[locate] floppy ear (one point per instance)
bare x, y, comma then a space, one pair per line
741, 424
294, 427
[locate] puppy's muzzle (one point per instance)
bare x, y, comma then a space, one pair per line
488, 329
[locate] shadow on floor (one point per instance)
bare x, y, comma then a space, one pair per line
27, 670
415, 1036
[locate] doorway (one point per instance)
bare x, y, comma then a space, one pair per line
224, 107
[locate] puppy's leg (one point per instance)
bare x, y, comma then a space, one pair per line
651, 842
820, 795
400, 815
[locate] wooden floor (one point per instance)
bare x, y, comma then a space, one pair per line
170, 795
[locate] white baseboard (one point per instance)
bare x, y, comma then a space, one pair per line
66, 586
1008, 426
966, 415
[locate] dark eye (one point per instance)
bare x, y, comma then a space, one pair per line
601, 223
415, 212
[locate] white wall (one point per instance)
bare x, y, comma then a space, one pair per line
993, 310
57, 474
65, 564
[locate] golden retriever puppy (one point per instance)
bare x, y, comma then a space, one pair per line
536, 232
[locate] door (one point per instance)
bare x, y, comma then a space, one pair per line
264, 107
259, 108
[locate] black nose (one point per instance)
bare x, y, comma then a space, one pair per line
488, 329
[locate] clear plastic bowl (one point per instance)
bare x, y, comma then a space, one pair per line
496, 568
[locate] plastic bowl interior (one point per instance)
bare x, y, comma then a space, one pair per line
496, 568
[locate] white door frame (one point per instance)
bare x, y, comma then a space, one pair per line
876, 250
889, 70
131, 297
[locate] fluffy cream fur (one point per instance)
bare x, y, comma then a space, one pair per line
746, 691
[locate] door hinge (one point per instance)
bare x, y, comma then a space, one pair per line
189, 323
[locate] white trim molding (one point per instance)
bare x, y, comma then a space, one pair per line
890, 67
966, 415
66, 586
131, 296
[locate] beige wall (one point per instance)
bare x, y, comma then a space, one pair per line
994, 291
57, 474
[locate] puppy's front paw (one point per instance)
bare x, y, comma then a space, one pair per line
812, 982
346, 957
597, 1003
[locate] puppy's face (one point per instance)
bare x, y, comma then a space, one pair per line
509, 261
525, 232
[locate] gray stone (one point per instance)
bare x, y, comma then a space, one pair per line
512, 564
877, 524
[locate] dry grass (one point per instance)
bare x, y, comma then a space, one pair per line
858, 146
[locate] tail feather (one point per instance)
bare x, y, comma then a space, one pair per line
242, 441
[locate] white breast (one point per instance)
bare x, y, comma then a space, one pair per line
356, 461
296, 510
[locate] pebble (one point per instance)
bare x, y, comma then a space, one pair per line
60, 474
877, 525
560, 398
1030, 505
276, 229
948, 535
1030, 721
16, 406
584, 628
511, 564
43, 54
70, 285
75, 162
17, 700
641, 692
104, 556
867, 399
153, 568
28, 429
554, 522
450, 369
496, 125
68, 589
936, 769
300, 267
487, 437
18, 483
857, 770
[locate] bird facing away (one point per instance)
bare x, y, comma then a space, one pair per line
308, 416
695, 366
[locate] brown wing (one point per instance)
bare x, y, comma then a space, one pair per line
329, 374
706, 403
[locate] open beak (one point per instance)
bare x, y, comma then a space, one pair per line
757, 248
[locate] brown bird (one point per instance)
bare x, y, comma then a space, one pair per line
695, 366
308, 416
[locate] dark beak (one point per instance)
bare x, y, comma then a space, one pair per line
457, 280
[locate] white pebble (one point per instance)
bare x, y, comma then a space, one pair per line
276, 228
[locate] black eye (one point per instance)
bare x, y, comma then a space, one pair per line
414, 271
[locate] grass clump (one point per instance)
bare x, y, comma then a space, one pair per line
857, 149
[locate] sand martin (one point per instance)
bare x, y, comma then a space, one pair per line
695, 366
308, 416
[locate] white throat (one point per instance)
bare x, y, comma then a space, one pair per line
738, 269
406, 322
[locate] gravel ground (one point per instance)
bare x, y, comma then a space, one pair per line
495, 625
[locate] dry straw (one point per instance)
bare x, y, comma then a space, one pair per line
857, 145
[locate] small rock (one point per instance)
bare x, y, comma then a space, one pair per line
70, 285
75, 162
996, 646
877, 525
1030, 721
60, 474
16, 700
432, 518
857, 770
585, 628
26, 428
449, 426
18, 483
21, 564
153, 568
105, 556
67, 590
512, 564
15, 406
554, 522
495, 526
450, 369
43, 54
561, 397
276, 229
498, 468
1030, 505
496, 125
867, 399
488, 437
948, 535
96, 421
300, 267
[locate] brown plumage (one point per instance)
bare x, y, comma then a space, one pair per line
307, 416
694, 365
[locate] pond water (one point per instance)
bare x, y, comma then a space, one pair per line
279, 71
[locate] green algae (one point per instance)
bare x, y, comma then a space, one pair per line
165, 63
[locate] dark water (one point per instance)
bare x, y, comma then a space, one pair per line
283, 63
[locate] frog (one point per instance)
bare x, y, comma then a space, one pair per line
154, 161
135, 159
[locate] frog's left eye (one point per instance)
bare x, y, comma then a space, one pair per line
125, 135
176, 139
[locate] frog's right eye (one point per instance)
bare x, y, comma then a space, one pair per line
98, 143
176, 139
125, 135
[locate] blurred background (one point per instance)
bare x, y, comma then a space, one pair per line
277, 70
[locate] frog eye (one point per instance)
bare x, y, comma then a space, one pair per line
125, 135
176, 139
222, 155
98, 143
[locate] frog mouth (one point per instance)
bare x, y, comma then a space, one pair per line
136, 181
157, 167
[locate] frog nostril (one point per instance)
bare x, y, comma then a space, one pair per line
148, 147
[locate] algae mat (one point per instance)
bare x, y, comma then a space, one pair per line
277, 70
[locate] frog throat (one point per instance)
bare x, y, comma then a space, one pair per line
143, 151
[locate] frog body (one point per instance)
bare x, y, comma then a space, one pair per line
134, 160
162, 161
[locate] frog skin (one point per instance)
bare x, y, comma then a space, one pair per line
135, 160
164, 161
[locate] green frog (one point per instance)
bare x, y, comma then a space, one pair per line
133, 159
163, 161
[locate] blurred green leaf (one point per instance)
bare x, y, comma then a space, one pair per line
---+---
» **Required task**
Copy out only the lines from the one containing "[locate] frog mouth (one point per instance)" through the end of the records, renaming "frog" to "toad" wherever it occurs in them and leaving everything else unchanged.

» **Exercise response**
[locate] toad mouth (one point per instance)
bare x, y, comma then a space, one pair per line
136, 181
157, 167
[locate] toad nostril (one point per instance)
bare x, y, comma then a space, one pair per line
148, 147
[locate] algae mat (one point per instance)
bare x, y, comma then a space, one pair per line
277, 70
[locate] toad throat (one point per instance)
bare x, y, comma then a space, one pair per line
143, 151
[locate] toad body (one point per instance)
bare x, y, comma then a space, one pair per line
134, 160
162, 161
[locate] toad skin (one point per instance)
bare x, y, comma then a space, one pair per line
135, 160
164, 161
[locate] green toad (one point per instance)
bare x, y, comma then a space, one pair per line
133, 159
163, 161
[locate] blurred green leaf (one point per instance)
bare x, y, comma then a space, one pair per line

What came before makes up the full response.